Reproduce all entries verbatim, with nothing added or dropped.

THE INPUT:
━━━━━━━━━━━━━━━━
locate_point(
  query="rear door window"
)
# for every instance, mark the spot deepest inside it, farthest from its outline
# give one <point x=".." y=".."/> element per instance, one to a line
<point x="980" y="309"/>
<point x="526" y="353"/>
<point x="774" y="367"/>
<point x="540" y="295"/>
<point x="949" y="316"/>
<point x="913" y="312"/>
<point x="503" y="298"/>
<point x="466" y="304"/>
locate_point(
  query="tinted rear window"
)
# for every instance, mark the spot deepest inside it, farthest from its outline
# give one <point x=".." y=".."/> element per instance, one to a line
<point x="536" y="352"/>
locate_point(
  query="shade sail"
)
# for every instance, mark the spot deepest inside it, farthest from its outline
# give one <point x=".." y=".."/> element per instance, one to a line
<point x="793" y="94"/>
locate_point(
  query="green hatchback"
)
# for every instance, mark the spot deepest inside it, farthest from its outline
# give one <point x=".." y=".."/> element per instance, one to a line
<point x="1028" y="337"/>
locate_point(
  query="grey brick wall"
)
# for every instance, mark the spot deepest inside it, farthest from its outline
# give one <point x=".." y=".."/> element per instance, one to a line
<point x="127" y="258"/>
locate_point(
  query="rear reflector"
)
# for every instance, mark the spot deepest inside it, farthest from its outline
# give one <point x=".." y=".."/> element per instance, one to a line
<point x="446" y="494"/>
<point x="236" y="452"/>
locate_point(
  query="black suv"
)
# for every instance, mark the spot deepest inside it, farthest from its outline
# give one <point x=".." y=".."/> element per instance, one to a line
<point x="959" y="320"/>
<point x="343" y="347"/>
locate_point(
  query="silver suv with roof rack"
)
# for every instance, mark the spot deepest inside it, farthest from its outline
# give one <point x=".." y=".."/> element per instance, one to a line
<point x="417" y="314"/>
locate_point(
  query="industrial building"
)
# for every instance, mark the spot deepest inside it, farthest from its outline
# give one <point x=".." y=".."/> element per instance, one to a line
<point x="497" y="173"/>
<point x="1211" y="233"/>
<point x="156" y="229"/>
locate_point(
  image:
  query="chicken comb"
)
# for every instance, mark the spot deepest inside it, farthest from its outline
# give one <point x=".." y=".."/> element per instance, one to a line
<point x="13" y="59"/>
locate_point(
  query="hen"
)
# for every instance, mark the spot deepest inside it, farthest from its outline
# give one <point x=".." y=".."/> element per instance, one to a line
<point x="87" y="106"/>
━━━━━━━━━━━━━━━━
RESULT OF THE EXERCISE:
locate_point(
  query="rear door window"
)
# for every instance, mark the spot deepest inside it, farthest from its outline
# give one <point x=".." y=".."/> element per instance, one to a line
<point x="980" y="309"/>
<point x="526" y="353"/>
<point x="774" y="367"/>
<point x="540" y="295"/>
<point x="949" y="316"/>
<point x="913" y="312"/>
<point x="503" y="298"/>
<point x="466" y="304"/>
locate_point(
  query="tinted rear window"
)
# for every instance, mark the spot deepest inside it, farthest from its outline
# give one <point x=".." y=".."/> element per instance, one to a line
<point x="536" y="352"/>
locate_point(
  query="shade sail"
)
# for every instance, mark the spot deepest inside it, farthest from its outline
# give one <point x=".." y=".."/> element per instance, one to a line
<point x="793" y="94"/>
locate_point(
  query="green hatchback"
)
# for every instance, mark the spot deepest inside it, farthest from its outline
# give one <point x=".." y=".."/> element per instance, one to a line
<point x="1028" y="337"/>
locate_point(
  query="grey brick wall"
)
# for every instance, mark the spot deepest inside it, farthest from its outline
# give one <point x=".." y=".."/> element per instance, one to a line
<point x="127" y="258"/>
locate_point(
  query="rear reflector"
)
# for every instance, mark the spot deepest inside it, farthest from its outline
# give one <point x=".." y=".."/> element per instance, one to a line
<point x="446" y="494"/>
<point x="236" y="452"/>
locate_point(
  query="black suv"
)
# for every instance, mark the spot deepest inside it, farthest from its outline
# give one <point x=".." y=".."/> element per instance, one to a line
<point x="959" y="320"/>
<point x="343" y="347"/>
locate_point(
  query="silver suv with roof rack"
)
# for every instance, mark the spot deepest inside it, farthest from its outline
# give one <point x=".." y=".."/> element per instance, one to a line
<point x="417" y="314"/>
locate_point(
  query="industrial building"
)
# for every instance, mark the spot deepest inside it, farthest from its outline
# give one <point x=".." y=".."/> element per instance, one to a line
<point x="497" y="173"/>
<point x="1211" y="233"/>
<point x="156" y="229"/>
locate_point(
  image:
  query="chicken comb"
)
# for every instance, mark the spot deepest inside it, farthest from its outline
# give one <point x=".." y=".."/> element per instance, one to a line
<point x="13" y="59"/>
locate_point(
  query="hen"
)
# for every instance, mark the spot deepest inside it, farthest from its outline
# give one <point x=".." y=".."/> element per instance, one to a line
<point x="87" y="106"/>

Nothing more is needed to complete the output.